Brief:
Rewrite everything from the line containing "One point lands on each instance of the manhole" down to the end of the listing, both ends included and requests kept, multiplying each point coordinate in the answers by 1.75 and rounding to whole numbers, with halves rounded up. Leave the pictures out.

Raw listing:

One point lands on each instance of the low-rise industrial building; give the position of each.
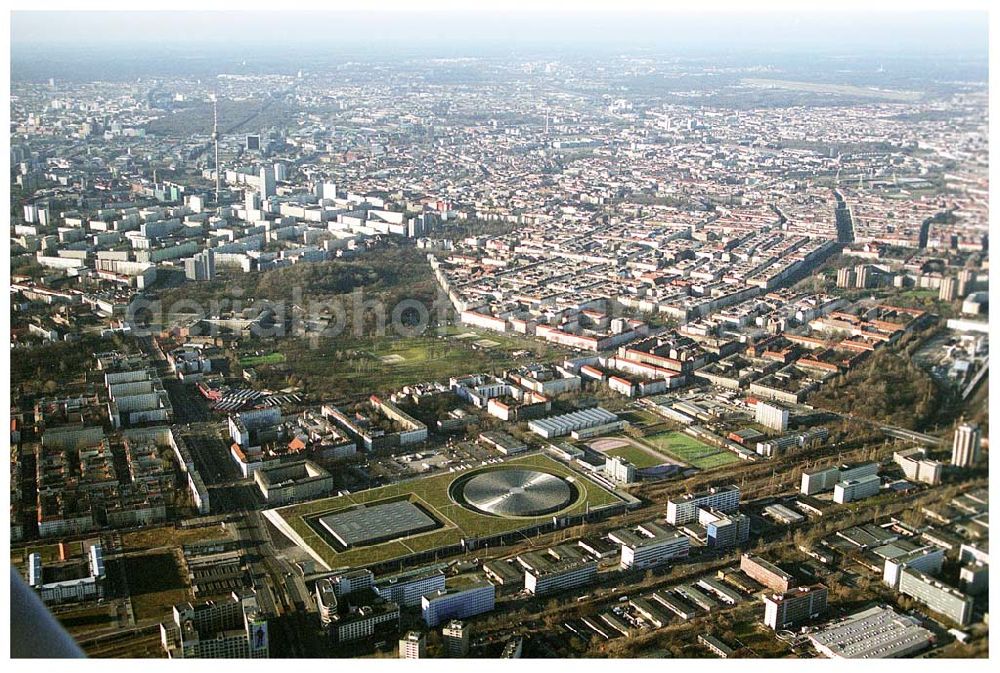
(875, 633)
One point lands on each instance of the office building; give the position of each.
(67, 589)
(948, 291)
(856, 489)
(965, 447)
(268, 187)
(544, 576)
(875, 633)
(233, 628)
(326, 602)
(290, 482)
(825, 479)
(685, 509)
(408, 588)
(766, 573)
(456, 639)
(974, 578)
(966, 282)
(648, 545)
(458, 602)
(927, 559)
(847, 278)
(863, 276)
(917, 467)
(352, 581)
(771, 415)
(513, 649)
(724, 529)
(358, 622)
(413, 646)
(787, 610)
(200, 266)
(938, 597)
(620, 470)
(817, 481)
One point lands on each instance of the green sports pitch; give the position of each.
(689, 450)
(433, 494)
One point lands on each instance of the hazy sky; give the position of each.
(884, 31)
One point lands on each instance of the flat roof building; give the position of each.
(937, 596)
(857, 489)
(371, 524)
(876, 633)
(548, 572)
(787, 610)
(413, 646)
(685, 509)
(766, 573)
(648, 545)
(458, 602)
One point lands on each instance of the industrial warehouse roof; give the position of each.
(575, 419)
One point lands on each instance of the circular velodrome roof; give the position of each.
(517, 493)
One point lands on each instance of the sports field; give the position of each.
(269, 359)
(351, 365)
(432, 493)
(641, 459)
(689, 450)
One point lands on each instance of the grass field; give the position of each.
(269, 359)
(689, 450)
(433, 494)
(641, 459)
(168, 536)
(640, 417)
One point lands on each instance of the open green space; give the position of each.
(89, 618)
(640, 417)
(689, 450)
(432, 493)
(350, 365)
(155, 584)
(641, 459)
(269, 359)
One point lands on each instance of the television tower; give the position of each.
(215, 139)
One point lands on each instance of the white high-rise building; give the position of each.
(413, 646)
(771, 416)
(965, 448)
(685, 509)
(267, 182)
(456, 639)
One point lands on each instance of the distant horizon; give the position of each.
(960, 32)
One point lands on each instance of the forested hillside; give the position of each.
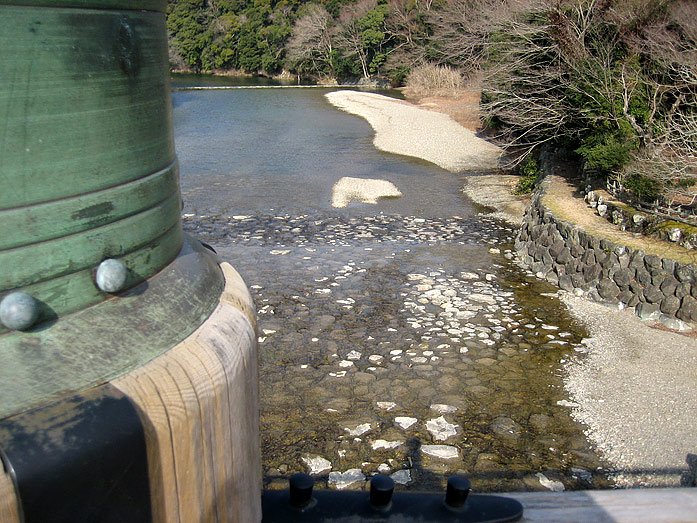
(614, 81)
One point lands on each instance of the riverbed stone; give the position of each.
(317, 465)
(446, 452)
(343, 480)
(506, 428)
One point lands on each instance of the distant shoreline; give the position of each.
(402, 128)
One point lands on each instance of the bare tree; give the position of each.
(311, 48)
(350, 34)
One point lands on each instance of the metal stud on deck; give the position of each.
(301, 504)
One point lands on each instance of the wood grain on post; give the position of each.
(198, 403)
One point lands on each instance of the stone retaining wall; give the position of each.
(562, 253)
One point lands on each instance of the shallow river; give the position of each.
(396, 337)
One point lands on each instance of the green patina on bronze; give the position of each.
(103, 342)
(87, 161)
(88, 172)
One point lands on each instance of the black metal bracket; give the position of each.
(81, 458)
(301, 504)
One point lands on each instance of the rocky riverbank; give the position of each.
(406, 345)
(639, 427)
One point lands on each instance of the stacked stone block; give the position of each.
(569, 257)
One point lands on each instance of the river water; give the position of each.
(396, 337)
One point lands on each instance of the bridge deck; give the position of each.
(599, 506)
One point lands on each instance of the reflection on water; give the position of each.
(407, 309)
(243, 151)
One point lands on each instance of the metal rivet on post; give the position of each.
(381, 490)
(111, 275)
(458, 489)
(18, 311)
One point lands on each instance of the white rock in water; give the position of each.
(361, 190)
(384, 444)
(403, 477)
(317, 464)
(441, 451)
(482, 298)
(441, 429)
(405, 422)
(441, 408)
(554, 486)
(345, 479)
(359, 430)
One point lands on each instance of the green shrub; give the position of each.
(642, 187)
(529, 175)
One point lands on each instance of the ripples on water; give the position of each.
(243, 151)
(335, 288)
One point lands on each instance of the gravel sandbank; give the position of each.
(403, 128)
(635, 390)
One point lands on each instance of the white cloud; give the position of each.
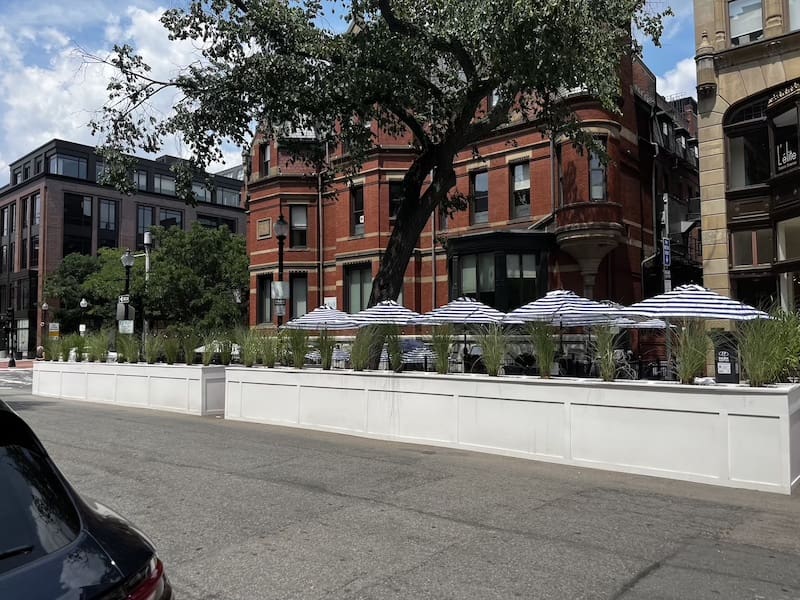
(48, 91)
(682, 79)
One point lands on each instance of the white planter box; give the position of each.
(190, 389)
(730, 436)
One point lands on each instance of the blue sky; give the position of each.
(47, 91)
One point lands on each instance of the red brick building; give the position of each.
(543, 215)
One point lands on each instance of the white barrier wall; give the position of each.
(731, 436)
(191, 389)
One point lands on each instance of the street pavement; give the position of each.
(251, 512)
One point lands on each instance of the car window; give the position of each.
(37, 515)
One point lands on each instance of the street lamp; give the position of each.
(82, 327)
(127, 262)
(281, 229)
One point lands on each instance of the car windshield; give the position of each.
(37, 515)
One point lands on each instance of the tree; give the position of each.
(419, 66)
(198, 277)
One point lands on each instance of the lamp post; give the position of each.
(281, 229)
(82, 326)
(45, 308)
(127, 262)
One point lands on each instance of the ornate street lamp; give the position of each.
(127, 261)
(281, 229)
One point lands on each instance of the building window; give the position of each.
(201, 192)
(479, 185)
(36, 209)
(263, 298)
(168, 217)
(478, 277)
(520, 190)
(298, 226)
(69, 166)
(229, 197)
(746, 22)
(395, 199)
(164, 184)
(520, 279)
(145, 219)
(34, 251)
(358, 282)
(597, 179)
(140, 179)
(77, 224)
(357, 210)
(298, 290)
(748, 158)
(266, 156)
(106, 223)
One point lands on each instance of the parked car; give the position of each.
(54, 544)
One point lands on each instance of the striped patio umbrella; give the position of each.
(324, 317)
(462, 311)
(387, 312)
(564, 308)
(693, 302)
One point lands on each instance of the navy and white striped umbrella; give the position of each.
(566, 308)
(693, 302)
(387, 312)
(462, 311)
(324, 317)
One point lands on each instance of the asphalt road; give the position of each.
(253, 512)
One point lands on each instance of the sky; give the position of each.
(47, 90)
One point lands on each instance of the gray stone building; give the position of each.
(748, 85)
(54, 206)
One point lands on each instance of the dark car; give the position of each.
(56, 545)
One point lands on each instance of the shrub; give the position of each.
(762, 347)
(441, 342)
(127, 348)
(494, 343)
(153, 345)
(692, 345)
(325, 344)
(172, 347)
(298, 346)
(268, 348)
(604, 345)
(544, 345)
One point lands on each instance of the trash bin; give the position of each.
(726, 360)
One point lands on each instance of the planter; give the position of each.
(190, 389)
(730, 436)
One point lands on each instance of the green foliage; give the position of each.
(419, 66)
(298, 346)
(325, 344)
(692, 346)
(441, 342)
(605, 342)
(494, 344)
(362, 345)
(127, 348)
(544, 345)
(268, 343)
(394, 347)
(97, 346)
(153, 346)
(171, 344)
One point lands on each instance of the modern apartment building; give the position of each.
(54, 206)
(748, 86)
(543, 213)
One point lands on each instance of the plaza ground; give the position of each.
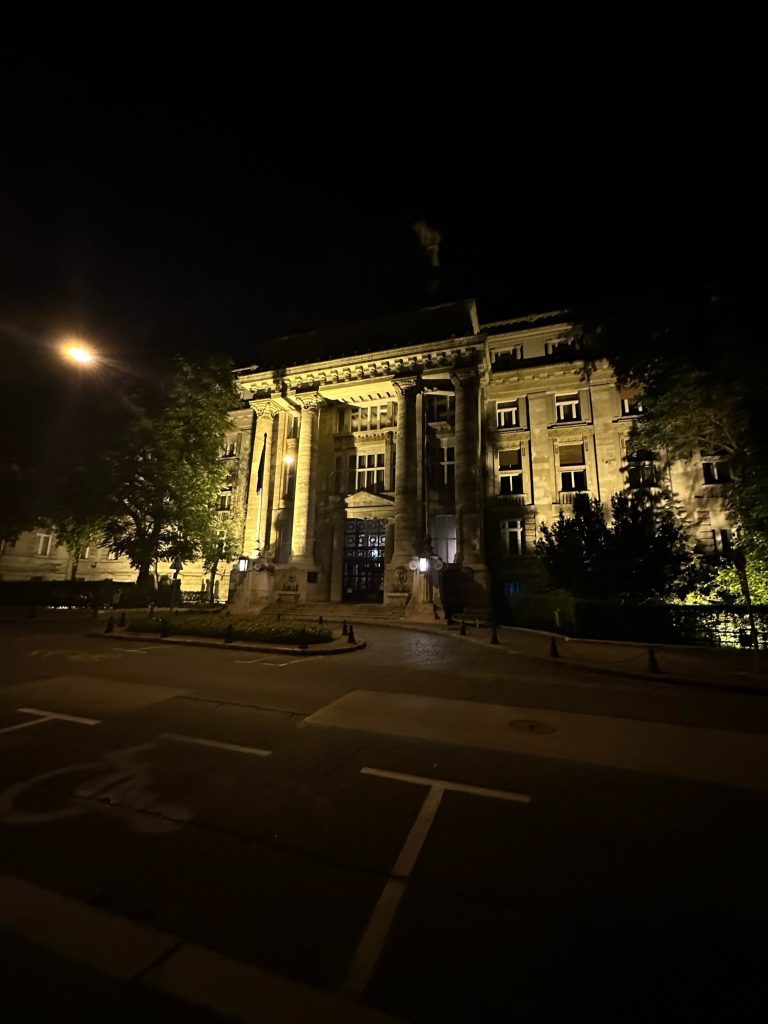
(427, 828)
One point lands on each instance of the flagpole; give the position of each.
(260, 492)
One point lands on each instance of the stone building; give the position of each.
(412, 461)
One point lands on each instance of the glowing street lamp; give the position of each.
(78, 351)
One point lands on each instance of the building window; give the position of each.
(442, 531)
(716, 469)
(510, 471)
(563, 349)
(448, 466)
(632, 407)
(44, 544)
(371, 418)
(507, 414)
(572, 470)
(567, 408)
(513, 536)
(641, 470)
(723, 542)
(439, 409)
(370, 472)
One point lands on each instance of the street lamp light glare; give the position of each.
(78, 351)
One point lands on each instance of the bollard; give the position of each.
(653, 663)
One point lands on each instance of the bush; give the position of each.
(193, 625)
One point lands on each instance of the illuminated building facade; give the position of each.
(412, 461)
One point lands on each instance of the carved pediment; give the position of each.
(376, 506)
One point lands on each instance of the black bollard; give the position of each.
(653, 663)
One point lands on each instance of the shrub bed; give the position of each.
(194, 625)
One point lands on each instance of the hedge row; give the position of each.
(224, 627)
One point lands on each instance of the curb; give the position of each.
(235, 645)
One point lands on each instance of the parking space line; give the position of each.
(201, 741)
(47, 716)
(380, 923)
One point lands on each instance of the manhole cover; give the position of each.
(530, 725)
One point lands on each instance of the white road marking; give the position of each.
(478, 791)
(56, 714)
(216, 743)
(369, 948)
(47, 716)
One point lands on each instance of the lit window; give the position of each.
(567, 408)
(448, 465)
(716, 469)
(370, 472)
(510, 472)
(513, 536)
(507, 414)
(641, 470)
(632, 407)
(44, 544)
(371, 418)
(572, 469)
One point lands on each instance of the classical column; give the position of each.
(254, 534)
(468, 506)
(302, 545)
(404, 484)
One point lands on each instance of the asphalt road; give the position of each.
(431, 827)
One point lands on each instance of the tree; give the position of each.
(700, 365)
(163, 479)
(642, 556)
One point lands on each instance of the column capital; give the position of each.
(406, 385)
(309, 400)
(264, 407)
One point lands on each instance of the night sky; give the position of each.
(163, 198)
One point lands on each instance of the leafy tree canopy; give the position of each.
(642, 556)
(700, 363)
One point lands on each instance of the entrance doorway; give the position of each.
(363, 579)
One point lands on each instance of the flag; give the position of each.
(260, 473)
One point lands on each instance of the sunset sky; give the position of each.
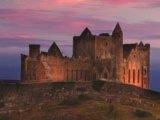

The output:
One point lands on each instance of the manhole cover; give the position of each.
(928, 1269)
One point lands on each instance of the white road marking; give the position of each.
(837, 1384)
(98, 1250)
(378, 1300)
(646, 1659)
(82, 1253)
One point lands on each instance of the lit window; give the position of each.
(992, 714)
(784, 814)
(1253, 821)
(648, 826)
(893, 826)
(898, 938)
(887, 725)
(1122, 823)
(1106, 712)
(77, 952)
(649, 732)
(1001, 821)
One point lands on each instance of the classical column; give the position of each.
(445, 935)
(819, 886)
(529, 954)
(707, 847)
One point lands on each instance of the asphalt road; give the position of each.
(754, 1447)
One point lands on each instance of the tree; give the position of each.
(1225, 639)
(285, 838)
(1124, 973)
One point lands on each instance of the column capital; give the position of each.
(711, 674)
(541, 700)
(462, 712)
One point lands on each instance of the night sky; give the position of each.
(285, 347)
One point lands on each instance of the leafy tree canopy; give the position of each.
(1124, 973)
(1225, 635)
One point lands on each instance of the entrance doorway; give the position of each.
(635, 1013)
One point lands on each instance of the flag; give the position of each.
(455, 828)
One point lands on each instance of the sunset sky; give the position of each.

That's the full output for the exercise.